#### JOB ITEM:
Set down the listing below word for word, starting with its first line and going on through the line that contains "283L600 254L554 267L543". Copy nothing after that line.

--

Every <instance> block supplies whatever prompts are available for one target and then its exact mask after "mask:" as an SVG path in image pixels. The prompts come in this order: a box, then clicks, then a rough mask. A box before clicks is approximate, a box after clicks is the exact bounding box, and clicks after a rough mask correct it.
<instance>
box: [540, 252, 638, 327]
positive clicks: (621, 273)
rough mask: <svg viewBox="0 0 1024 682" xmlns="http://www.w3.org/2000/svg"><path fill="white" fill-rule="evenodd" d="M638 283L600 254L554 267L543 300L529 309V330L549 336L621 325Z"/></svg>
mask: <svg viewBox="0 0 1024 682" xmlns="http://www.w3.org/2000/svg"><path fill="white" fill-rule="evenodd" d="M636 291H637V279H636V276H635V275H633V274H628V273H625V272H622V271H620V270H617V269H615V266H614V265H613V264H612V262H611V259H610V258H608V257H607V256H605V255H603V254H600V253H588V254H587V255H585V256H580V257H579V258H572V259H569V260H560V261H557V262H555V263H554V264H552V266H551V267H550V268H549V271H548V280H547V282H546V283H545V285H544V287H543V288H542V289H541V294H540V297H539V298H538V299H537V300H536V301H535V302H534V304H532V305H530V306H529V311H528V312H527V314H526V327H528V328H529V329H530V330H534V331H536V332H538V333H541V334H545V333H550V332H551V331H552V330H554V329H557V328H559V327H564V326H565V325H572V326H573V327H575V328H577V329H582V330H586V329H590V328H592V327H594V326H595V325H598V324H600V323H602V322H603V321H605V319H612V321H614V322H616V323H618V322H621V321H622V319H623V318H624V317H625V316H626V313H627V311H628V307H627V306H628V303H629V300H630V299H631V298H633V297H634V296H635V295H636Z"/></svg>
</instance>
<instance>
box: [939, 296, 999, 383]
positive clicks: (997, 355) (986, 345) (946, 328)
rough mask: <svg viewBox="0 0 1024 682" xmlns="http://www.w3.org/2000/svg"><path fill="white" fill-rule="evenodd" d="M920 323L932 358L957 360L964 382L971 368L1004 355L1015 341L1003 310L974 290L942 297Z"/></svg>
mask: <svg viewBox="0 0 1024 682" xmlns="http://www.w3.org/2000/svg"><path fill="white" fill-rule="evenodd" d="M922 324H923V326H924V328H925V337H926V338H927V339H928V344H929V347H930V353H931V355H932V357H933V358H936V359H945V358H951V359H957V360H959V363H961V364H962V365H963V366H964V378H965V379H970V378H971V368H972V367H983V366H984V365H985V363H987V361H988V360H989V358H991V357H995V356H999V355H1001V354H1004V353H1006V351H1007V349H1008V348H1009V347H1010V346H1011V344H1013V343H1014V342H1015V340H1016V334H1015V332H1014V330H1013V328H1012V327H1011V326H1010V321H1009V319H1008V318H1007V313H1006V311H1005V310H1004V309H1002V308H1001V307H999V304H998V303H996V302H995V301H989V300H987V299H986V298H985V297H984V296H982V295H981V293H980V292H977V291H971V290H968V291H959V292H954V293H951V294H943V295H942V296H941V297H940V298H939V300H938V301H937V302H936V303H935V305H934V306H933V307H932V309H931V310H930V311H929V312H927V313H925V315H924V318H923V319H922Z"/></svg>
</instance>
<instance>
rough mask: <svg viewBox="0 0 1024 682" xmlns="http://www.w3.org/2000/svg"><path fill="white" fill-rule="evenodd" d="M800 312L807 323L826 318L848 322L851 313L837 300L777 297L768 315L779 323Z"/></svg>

--

#### RESULT FOR THIS TASK:
Every <instance> block supplies whatever prompts are available for one target and then its exact mask after "mask:" as an SVG path in image pixels. The prompts come in this order: a box, then clicks, then a rough mask. A box before clicks is approximate, a box after clicks is the exact bounding box, and clicks after a rough mask correct it.
<instance>
box: [540, 252, 638, 327]
positive clicks: (621, 273)
rough mask: <svg viewBox="0 0 1024 682" xmlns="http://www.w3.org/2000/svg"><path fill="white" fill-rule="evenodd" d="M638 283L600 254L554 267L543 300L529 309V330L549 336L621 325Z"/></svg>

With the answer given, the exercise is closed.